#### [WORK INSTRUCTIONS]
Reproduce every line of the records below word for word, leaving out the pictures.

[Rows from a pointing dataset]
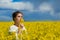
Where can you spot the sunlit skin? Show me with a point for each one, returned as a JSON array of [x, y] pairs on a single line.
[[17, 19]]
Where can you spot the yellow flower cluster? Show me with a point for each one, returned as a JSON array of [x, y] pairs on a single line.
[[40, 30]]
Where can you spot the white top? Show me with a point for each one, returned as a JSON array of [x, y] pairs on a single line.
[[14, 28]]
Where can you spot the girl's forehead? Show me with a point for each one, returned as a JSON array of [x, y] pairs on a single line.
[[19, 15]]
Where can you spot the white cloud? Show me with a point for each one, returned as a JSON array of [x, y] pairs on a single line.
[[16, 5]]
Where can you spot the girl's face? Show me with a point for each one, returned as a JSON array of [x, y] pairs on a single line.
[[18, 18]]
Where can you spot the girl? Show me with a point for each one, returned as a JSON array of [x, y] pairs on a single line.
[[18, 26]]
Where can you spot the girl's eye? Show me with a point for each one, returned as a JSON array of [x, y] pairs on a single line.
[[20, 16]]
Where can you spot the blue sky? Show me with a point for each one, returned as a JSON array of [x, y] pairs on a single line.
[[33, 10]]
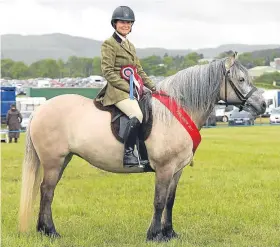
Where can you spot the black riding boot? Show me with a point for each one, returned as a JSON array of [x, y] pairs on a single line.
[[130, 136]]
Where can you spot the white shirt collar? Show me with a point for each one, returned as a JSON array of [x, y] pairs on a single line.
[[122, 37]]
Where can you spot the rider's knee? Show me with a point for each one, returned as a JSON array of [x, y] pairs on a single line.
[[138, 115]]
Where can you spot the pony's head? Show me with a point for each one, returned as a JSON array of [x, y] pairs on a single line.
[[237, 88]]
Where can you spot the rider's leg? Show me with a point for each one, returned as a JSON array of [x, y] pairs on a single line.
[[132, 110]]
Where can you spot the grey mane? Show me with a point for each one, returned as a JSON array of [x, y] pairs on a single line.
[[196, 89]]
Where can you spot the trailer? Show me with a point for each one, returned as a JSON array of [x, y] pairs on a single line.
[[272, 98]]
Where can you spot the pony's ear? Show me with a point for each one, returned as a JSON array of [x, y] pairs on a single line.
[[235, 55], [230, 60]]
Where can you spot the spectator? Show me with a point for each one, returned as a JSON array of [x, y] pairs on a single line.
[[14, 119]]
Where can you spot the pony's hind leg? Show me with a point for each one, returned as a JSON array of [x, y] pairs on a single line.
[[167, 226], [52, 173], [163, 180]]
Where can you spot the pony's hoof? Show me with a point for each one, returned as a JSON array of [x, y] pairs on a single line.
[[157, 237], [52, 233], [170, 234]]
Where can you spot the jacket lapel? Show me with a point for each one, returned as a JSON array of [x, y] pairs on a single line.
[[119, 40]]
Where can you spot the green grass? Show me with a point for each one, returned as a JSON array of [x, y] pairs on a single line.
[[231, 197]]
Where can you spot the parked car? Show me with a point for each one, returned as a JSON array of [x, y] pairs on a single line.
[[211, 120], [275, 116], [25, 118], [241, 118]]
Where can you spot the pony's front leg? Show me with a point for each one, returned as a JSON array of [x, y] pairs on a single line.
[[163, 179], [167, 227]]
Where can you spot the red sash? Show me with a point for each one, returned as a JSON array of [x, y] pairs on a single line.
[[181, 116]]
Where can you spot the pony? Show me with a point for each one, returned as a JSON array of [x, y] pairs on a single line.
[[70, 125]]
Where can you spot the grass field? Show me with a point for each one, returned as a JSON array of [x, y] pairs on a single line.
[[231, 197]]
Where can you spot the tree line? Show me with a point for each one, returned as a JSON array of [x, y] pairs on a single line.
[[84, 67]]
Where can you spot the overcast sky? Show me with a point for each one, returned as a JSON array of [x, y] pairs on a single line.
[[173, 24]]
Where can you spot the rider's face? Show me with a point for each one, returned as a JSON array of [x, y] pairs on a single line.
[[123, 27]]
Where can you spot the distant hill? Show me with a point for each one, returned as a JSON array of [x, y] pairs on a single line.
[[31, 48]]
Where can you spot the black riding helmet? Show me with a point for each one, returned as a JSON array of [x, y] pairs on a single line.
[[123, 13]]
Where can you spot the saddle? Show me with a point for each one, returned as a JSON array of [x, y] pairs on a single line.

#### [COMPLETE ANSWER]
Where can you spot the sunlit skin? Show me with a point for each one, returned as a JSON array of [x, y] pairs on a single line.
[[17, 19]]
Where can you spot the yellow flower cluster? Show me with a point for each one, returned as a JSON array of [x, y] pairs on a single line.
[[40, 30]]
Where can you spot the white top? Show me with a point for each one, returned as a JSON array of [x, y] pairs on a single line.
[[14, 28]]
Where can you spot the girl's forehead? Show me with a point for each one, returned as a JSON array of [x, y] pairs on a single line.
[[19, 15]]
Where can you spot the white cloud? Show me with a point for each one, returned as a JSON array of [x, y] pairs on a single line.
[[16, 5]]
Where can you spot the girl's face? Show me with a point for each one, returned as a JSON array of [x, y] pairs on a single line.
[[18, 18]]
Where can you spot the girl? Show me with a point for each one, returned as a JSON array of [x, y] pairs on a single line.
[[18, 26]]
Where can you spot the girl's eye? Show me with a point for each one, returned as a JSON array of [x, y] pairs on a single line.
[[20, 16]]
Where can you spot the blue sky? Show me with a point for each one, returned as a JSON array of [x, y] pairs on a single line.
[[33, 10]]
Where can you spot the black riding boot? Show me with a point for each one, returned as a JSON array of [x, y] pairs on a single line.
[[130, 136]]
Where can you spot the white shirt collar? Show me with a point for each one, returned as a JSON array of [x, y] pairs on a single line.
[[122, 37]]
Where can you spot the rider's knee? Show me with a point for each one, returned as a JSON array of [x, y] pairs on a single line.
[[138, 115]]
Where can you spot the pony's head? Show me with a point for each one, returned as a JSON array of [x, y] pairs on a single line.
[[237, 88]]
Where can you spot the rider's leg? Show me with a point for each one, returned as a JSON array of [x, y] pairs on a single line.
[[132, 110]]
Where can you spot the grey mane? Show me with a point for each one, returned as a JSON array of [x, y] pairs on a single line.
[[196, 89]]
Where can you spot the trailer? Show me with a point for each one, returned as a JSON array of [x, y] pairs on a single line.
[[272, 98]]
Where can you spot the pony's ear? Show me with a point for each one, returned as a JSON array of [x, y] pairs on a single line.
[[235, 55], [230, 60]]
Where can you spot the spectator? Show me with a point for each one, returned as a JSON array of [x, y] pairs on a single line.
[[14, 119]]
Where can you spot the pony's hind leg? Show me with a point for each one, returned as a JSON array of [x, y] pairs on a single line.
[[167, 226], [52, 173], [163, 180]]
Where can you spot the pony's hoof? Show me with a point for each one, returned as a JSON array of [x, y] pairs on a single line.
[[157, 237], [52, 233], [170, 234]]
Where can you spot the jacket lapel? Show me with a point for each one, returned as a JSON array of [x, y] pairs on a single line.
[[119, 40]]
Where can you spot the green grass? Show me with a point for each one, returned as a JSON array of [x, y] pairs on a single line.
[[231, 197]]
Where can you spot the parked car? Show me with a point for each one, returned as a JSON array of [x, y] pairs on a single line.
[[211, 120], [275, 116], [25, 118], [241, 118]]
Where can you spot the pony's front leg? Show me with a point for each one, returned as a JSON array of [x, y] pairs on a single line.
[[163, 179], [167, 227]]
Where can you spot the red sash? Show me with a point for each one, returned as a JSON array of [x, y] pairs on a single line.
[[181, 116]]
Where can you spot the pony? Show me with a point for each one, returned as a JSON array of [x, y] pairs on a single line.
[[70, 125]]
Where can you spot the grass field? Show me with a point for each one, returned as a JSON array of [x, y] pairs on a single line.
[[231, 197]]
Where can you spot the tree line? Show me with a point for each one, returned as a JSON array of [x, y] pairs on a single line.
[[84, 67]]
Where can you spot the overcast sky? Show me with a point for each one, returned as a JSON array of [x, y] pairs on a single line.
[[173, 24]]
Where can you spot the rider's face? Show me with a point for each one, returned as a JSON array of [x, y] pairs on a single line.
[[123, 27]]
Where can you spot the distant hill? Show me with a point for each one, returned as a JSON array of [x, y] pairs on a single line.
[[31, 48]]
Where can you spot the black riding helmet? Show me with a point for each one, returned as a JSON array of [x, y] pairs on a single line.
[[123, 13]]
Where can you spot the saddle? Show me with a point for each one, returned as a JSON array of [x, y] pairs on a single line.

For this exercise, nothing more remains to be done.